Instructions for the task – Give the line containing "of the modern" again, exactly, along with all later lines of the entries, through the last one.

━━━━━━━━━━━━━━━━━━━━━━━━━━━━━━

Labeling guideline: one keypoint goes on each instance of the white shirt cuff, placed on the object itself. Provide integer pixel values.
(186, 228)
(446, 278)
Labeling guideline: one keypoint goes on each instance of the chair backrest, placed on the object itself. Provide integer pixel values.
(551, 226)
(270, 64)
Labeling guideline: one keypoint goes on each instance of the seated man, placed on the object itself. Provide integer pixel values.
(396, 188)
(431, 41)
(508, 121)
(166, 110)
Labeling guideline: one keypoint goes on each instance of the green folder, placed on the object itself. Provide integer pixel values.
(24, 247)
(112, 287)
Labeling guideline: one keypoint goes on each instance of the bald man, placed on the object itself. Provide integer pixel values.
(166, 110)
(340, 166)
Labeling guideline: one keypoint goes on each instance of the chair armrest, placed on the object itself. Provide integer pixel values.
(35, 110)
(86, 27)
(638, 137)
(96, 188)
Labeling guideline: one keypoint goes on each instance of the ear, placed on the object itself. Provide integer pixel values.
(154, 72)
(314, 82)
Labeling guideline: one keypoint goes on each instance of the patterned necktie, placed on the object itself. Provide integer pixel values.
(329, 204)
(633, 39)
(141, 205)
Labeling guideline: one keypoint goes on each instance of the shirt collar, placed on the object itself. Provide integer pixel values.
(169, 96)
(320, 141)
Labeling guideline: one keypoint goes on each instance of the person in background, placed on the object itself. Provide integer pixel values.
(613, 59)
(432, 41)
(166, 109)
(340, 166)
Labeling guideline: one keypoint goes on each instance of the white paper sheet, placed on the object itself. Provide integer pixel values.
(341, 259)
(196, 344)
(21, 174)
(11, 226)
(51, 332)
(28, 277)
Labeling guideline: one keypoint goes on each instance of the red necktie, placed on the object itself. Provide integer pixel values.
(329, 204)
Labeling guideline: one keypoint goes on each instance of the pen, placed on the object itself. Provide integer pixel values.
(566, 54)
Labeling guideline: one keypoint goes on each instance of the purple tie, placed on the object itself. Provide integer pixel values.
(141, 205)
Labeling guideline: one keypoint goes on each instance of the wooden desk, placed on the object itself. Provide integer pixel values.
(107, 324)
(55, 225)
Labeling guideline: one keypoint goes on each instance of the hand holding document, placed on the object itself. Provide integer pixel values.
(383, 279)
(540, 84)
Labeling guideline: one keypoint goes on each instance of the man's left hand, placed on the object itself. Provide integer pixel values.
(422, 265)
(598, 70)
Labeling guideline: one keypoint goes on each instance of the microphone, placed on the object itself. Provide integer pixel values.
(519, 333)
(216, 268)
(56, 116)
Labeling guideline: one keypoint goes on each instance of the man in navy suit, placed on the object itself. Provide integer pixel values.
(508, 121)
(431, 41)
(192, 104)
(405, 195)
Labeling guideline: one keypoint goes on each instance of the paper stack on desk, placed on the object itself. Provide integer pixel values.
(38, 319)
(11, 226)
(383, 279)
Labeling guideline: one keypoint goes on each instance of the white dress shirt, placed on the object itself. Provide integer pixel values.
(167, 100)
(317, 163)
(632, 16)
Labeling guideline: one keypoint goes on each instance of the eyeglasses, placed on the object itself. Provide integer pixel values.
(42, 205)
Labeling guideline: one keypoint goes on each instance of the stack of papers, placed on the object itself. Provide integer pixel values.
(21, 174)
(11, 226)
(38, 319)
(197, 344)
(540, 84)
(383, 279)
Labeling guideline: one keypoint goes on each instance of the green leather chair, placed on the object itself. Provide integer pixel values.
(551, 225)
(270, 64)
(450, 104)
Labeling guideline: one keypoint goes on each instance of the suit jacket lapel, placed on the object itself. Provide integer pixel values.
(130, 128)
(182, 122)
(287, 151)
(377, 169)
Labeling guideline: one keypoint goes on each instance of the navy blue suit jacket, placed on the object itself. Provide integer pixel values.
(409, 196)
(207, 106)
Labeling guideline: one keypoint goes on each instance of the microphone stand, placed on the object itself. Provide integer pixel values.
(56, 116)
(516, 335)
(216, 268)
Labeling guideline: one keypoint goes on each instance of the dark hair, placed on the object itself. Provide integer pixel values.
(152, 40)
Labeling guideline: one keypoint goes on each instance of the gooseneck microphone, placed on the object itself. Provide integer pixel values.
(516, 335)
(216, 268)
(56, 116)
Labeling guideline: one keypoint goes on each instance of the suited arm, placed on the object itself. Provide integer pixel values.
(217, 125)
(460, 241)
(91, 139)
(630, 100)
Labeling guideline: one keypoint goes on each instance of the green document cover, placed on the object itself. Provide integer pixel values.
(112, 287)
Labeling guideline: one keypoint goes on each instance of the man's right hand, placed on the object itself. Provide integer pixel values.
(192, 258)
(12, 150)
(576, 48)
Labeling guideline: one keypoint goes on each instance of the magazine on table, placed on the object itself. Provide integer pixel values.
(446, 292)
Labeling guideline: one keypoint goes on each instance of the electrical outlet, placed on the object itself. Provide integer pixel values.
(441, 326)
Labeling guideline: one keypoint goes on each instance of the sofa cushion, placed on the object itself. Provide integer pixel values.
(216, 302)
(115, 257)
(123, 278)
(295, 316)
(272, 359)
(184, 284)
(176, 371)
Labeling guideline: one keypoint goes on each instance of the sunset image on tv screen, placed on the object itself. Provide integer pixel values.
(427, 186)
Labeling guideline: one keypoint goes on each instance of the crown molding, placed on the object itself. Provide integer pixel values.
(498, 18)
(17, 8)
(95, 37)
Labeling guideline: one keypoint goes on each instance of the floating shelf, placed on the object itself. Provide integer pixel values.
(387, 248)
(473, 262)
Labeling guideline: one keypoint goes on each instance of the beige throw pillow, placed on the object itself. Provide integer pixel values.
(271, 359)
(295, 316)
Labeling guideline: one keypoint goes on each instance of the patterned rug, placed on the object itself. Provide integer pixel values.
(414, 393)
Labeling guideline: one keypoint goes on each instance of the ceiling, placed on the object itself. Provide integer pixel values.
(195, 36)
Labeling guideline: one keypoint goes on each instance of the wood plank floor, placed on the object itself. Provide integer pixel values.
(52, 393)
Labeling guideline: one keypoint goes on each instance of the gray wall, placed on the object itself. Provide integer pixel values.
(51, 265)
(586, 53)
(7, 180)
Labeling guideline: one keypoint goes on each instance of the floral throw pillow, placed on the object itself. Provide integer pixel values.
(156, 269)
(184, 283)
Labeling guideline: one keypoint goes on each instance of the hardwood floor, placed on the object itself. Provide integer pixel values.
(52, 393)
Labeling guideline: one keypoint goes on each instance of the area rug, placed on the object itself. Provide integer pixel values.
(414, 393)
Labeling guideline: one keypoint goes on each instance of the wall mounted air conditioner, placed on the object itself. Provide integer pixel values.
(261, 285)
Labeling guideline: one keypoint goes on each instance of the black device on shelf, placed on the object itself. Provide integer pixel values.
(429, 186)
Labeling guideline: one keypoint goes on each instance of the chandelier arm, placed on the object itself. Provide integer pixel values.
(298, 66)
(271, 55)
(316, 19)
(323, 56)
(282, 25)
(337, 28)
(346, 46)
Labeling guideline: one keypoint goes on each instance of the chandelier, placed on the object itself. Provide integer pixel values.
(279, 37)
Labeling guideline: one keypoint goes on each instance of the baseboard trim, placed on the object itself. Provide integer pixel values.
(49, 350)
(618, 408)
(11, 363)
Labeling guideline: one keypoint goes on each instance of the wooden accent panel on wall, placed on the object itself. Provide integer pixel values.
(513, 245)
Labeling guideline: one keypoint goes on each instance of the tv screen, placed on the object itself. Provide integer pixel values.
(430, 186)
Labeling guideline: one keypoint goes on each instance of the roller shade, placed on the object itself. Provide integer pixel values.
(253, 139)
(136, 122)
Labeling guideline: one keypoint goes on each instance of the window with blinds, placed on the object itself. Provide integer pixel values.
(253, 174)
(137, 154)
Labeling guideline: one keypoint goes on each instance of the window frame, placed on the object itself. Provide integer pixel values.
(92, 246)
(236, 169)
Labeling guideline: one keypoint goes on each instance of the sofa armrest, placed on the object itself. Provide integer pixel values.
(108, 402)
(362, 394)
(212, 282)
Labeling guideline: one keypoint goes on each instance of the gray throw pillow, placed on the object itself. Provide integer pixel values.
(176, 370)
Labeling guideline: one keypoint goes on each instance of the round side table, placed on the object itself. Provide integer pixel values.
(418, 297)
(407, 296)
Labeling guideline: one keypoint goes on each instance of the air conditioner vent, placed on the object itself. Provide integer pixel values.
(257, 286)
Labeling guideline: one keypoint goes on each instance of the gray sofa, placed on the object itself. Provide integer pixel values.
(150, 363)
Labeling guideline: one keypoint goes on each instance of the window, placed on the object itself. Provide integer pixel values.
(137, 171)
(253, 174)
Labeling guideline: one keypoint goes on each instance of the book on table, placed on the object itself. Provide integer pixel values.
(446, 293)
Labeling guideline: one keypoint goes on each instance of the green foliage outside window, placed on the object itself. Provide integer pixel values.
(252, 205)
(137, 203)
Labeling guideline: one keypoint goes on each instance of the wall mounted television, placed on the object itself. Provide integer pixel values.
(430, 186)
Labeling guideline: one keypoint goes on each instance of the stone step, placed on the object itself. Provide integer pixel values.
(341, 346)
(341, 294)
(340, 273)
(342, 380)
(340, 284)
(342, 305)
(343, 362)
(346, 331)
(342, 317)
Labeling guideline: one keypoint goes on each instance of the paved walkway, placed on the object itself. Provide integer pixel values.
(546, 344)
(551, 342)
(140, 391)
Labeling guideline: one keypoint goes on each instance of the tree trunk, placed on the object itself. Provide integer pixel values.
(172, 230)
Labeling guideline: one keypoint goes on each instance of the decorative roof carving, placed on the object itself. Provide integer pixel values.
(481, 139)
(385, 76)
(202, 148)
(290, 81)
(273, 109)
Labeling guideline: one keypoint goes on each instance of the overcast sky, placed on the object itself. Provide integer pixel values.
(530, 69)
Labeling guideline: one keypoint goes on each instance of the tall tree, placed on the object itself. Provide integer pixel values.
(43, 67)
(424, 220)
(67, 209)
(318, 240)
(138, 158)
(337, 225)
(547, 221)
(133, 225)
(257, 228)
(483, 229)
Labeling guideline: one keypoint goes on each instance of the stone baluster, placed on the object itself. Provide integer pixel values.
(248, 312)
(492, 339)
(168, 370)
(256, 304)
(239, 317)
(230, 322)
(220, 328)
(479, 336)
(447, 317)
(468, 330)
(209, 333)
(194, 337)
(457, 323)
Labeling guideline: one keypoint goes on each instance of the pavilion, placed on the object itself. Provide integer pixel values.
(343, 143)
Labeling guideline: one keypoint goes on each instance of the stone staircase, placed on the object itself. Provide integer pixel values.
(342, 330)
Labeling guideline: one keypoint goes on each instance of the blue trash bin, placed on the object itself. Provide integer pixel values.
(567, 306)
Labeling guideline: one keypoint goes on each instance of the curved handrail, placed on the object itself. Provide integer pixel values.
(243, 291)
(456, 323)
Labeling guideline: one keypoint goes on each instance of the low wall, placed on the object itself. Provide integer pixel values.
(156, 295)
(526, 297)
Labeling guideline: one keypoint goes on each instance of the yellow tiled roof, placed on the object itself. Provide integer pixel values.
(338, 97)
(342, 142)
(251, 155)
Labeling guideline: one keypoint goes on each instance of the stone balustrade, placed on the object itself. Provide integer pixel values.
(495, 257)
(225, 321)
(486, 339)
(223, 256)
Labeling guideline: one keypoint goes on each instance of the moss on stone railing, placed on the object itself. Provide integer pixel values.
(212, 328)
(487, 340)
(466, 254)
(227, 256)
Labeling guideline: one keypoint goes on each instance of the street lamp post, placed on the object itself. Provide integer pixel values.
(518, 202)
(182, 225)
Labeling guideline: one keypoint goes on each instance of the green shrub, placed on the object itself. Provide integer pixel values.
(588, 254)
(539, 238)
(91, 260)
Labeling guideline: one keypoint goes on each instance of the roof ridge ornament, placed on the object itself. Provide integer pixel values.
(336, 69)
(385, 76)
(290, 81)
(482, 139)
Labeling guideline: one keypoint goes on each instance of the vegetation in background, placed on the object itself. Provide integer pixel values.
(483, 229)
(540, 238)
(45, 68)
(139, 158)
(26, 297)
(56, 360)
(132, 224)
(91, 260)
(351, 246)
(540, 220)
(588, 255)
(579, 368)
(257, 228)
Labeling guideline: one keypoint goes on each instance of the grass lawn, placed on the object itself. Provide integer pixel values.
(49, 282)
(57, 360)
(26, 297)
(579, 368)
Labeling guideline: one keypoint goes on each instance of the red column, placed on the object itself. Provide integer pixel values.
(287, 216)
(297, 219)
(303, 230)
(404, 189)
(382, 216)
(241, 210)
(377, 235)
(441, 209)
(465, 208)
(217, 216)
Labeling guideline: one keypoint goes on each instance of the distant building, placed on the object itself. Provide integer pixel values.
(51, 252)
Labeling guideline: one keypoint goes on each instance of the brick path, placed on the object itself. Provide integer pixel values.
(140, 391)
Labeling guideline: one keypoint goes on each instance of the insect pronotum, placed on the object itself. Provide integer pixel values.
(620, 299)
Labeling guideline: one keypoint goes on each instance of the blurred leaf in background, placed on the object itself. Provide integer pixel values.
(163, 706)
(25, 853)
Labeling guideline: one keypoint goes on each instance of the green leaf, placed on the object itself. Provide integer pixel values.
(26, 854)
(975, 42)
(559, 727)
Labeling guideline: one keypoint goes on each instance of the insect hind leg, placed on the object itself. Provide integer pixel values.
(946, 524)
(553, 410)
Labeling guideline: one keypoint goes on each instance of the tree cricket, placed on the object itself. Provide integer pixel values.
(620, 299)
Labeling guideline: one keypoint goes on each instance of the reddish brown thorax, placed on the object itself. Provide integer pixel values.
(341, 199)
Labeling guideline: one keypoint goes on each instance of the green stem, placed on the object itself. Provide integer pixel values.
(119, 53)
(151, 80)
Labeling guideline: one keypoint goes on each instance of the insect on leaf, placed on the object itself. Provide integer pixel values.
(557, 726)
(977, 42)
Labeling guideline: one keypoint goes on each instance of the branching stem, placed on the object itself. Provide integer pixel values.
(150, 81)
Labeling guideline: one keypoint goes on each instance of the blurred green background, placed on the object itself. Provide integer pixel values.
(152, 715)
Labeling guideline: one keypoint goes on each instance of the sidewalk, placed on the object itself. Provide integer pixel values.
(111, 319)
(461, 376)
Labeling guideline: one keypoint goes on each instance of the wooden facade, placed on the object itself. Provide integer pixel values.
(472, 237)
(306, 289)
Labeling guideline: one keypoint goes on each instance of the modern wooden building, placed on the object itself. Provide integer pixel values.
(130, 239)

━━━━━━━━━━━━━━━━━━━━━━━━━━━━━━

Reply to the task –
Labeling guideline: one keypoint goes on each instance of the modern wooden building, placed on the object itself. Provide integer pixel values.
(130, 239)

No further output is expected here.